• TASK PROMPT:
Only the lines of the data below from the one with "Target: sky" through the one with "Target: raised arm" are wanted. Repeat them exactly.

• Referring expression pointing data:
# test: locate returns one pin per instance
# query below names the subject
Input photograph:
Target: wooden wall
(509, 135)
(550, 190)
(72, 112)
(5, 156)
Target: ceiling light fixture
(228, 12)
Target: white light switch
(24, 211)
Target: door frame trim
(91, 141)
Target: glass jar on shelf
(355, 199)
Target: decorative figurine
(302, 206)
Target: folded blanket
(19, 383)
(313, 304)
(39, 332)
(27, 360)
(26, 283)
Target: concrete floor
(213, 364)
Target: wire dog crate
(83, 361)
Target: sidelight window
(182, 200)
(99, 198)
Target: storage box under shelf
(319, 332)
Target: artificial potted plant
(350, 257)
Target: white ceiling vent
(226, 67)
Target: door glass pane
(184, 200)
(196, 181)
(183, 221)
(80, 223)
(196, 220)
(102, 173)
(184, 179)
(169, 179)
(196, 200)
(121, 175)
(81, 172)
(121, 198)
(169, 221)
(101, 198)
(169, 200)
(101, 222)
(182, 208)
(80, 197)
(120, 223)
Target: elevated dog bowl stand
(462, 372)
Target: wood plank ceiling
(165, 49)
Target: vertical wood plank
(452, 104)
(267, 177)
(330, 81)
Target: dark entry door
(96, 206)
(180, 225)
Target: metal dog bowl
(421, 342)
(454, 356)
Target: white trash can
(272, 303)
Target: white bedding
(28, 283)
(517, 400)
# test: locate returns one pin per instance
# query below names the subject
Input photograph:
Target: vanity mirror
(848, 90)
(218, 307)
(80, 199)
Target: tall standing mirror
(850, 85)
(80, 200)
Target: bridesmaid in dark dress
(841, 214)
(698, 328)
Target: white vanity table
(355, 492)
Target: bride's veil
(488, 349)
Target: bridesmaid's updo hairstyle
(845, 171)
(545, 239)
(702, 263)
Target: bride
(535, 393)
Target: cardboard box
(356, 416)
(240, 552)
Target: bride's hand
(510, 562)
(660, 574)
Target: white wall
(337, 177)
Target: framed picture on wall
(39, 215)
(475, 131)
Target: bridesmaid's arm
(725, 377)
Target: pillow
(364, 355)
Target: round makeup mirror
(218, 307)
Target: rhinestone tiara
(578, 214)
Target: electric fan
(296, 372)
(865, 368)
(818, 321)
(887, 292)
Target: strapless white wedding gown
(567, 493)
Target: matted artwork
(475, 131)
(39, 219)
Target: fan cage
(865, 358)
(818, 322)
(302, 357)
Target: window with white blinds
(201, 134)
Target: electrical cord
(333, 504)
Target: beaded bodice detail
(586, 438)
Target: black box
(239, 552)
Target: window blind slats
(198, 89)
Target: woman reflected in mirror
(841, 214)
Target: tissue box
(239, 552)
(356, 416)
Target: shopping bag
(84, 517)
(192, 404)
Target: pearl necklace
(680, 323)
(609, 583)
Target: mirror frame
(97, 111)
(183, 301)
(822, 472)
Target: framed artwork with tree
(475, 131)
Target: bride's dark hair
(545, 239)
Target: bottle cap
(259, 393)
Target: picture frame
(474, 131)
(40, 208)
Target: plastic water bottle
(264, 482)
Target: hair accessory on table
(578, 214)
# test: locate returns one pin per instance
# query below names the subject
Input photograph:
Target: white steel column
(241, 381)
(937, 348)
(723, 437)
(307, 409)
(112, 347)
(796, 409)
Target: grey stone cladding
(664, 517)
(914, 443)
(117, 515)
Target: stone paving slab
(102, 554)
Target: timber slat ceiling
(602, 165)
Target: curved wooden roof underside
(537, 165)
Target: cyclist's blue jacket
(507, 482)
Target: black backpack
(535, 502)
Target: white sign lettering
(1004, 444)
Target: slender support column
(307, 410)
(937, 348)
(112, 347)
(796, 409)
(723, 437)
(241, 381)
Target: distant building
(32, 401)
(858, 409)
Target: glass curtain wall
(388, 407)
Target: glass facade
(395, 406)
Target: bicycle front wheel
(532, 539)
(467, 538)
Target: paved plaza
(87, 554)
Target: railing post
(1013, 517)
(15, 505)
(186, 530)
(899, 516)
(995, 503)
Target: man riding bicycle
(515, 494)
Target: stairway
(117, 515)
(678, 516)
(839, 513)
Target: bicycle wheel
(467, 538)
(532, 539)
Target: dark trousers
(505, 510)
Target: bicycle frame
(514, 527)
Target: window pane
...
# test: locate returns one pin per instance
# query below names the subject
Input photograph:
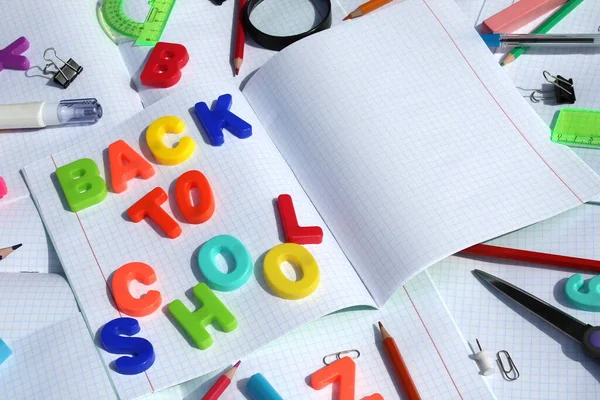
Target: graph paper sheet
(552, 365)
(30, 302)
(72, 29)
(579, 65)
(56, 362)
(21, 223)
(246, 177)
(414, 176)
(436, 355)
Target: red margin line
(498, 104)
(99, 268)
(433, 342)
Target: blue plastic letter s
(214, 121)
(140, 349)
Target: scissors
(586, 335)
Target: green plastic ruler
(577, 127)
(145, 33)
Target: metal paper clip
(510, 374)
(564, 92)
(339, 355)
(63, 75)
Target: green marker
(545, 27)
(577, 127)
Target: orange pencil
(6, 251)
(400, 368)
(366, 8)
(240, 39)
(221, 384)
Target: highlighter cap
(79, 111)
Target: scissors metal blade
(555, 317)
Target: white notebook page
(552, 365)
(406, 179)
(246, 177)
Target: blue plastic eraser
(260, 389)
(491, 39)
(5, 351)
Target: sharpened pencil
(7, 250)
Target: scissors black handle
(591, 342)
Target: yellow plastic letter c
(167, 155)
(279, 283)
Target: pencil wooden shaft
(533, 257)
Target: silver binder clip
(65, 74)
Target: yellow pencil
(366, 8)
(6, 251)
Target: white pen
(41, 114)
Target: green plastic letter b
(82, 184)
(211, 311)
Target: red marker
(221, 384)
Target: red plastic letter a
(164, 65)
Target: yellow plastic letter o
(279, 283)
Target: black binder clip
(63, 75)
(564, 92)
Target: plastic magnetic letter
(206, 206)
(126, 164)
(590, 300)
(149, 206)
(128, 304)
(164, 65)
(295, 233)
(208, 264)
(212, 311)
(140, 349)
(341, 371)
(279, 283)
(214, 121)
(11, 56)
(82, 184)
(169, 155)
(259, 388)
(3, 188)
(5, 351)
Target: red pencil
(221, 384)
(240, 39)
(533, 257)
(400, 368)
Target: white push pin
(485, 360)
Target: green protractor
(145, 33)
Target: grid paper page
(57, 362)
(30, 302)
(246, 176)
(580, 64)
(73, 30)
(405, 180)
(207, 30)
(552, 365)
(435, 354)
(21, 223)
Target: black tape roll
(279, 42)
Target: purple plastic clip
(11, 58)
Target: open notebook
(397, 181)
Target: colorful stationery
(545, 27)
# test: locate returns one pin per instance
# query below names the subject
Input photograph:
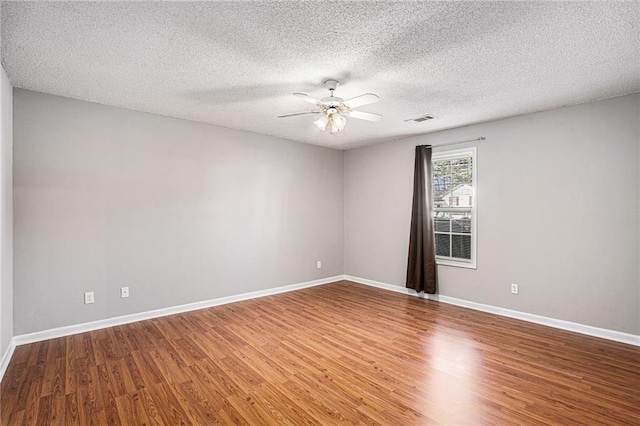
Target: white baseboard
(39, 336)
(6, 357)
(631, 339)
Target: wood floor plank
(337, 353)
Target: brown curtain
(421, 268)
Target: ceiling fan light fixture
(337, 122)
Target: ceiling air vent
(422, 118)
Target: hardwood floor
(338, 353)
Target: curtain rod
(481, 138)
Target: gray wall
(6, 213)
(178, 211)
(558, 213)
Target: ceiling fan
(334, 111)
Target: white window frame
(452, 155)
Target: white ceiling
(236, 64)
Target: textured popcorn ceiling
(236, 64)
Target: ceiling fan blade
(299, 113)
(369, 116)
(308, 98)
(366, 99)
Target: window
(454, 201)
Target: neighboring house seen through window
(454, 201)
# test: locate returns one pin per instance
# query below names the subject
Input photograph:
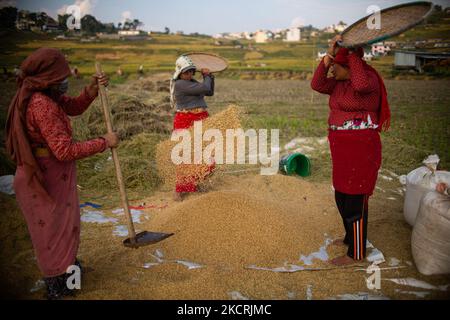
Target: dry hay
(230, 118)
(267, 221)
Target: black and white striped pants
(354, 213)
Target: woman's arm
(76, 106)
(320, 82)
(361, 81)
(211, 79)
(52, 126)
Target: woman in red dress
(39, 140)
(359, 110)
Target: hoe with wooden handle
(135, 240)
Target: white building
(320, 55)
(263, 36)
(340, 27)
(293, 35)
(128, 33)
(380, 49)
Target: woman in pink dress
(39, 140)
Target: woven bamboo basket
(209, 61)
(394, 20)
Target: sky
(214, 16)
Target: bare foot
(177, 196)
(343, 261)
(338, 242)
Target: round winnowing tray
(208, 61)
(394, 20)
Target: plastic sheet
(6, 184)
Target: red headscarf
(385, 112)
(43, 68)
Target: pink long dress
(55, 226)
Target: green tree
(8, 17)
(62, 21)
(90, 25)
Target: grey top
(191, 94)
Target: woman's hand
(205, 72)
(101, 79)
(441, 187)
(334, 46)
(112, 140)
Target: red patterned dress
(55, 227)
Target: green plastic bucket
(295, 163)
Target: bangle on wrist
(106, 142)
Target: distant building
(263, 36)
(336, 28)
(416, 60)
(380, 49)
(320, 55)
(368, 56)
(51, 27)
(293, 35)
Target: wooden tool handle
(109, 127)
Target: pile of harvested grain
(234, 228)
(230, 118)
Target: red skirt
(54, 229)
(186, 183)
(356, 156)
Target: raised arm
---
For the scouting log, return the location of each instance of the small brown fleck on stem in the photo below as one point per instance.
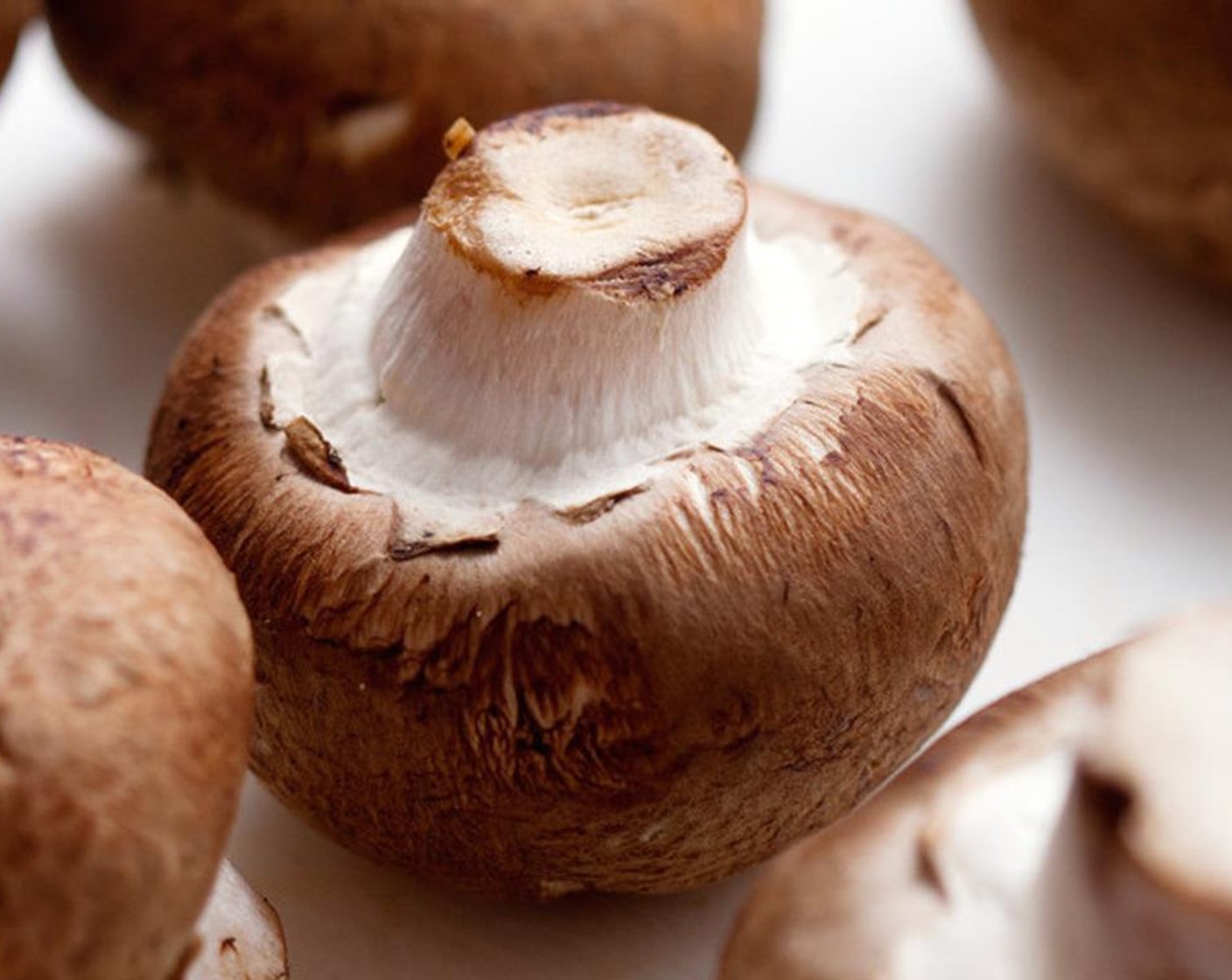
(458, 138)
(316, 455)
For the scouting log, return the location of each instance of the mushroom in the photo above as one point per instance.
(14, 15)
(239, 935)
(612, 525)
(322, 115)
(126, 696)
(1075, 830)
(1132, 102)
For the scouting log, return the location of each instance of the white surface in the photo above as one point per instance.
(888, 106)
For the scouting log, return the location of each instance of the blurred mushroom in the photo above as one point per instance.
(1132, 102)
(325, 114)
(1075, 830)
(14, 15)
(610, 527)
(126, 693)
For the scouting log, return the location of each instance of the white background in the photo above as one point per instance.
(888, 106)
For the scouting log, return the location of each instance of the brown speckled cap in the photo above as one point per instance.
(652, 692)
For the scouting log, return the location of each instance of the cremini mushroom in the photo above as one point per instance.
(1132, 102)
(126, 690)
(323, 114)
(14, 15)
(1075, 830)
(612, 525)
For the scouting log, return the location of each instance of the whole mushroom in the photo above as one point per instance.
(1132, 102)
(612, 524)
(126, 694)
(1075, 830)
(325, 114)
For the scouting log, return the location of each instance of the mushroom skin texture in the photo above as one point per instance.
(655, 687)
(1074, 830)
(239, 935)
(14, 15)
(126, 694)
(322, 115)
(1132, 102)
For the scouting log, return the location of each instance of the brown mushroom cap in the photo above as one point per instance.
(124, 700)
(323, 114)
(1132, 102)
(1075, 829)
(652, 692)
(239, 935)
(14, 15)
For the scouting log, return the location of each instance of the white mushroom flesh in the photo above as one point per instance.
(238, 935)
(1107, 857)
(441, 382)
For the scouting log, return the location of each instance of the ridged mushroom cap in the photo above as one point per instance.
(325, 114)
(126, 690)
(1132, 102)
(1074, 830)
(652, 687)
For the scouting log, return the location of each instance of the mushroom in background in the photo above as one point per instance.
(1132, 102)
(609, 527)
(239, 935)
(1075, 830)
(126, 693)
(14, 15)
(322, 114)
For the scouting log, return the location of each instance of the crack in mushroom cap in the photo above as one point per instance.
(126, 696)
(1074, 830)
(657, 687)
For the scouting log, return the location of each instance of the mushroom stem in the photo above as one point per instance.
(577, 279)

• PROBLEM SOLUTION:
Target: sky
(214, 16)
Target: bare foot
(177, 196)
(343, 261)
(338, 242)
Target: round winnowing tray
(208, 61)
(394, 20)
Target: plastic sheet
(6, 184)
Target: red headscarf
(385, 112)
(43, 68)
Target: pink long dress
(55, 226)
Target: green tree
(8, 17)
(62, 21)
(90, 25)
Target: grey top
(191, 94)
Target: woman's hand
(205, 72)
(101, 79)
(441, 187)
(334, 46)
(112, 140)
Target: red patterned dress
(55, 227)
Target: green plastic bucket
(295, 163)
Target: bangle on wrist
(106, 142)
Target: distant building
(263, 36)
(336, 28)
(416, 60)
(380, 49)
(320, 55)
(368, 56)
(51, 27)
(293, 35)
Target: wooden tool handle
(109, 127)
Target: pile of harvested grain
(234, 228)
(230, 118)
Target: red skirt
(54, 229)
(186, 183)
(356, 156)
Target: raised arm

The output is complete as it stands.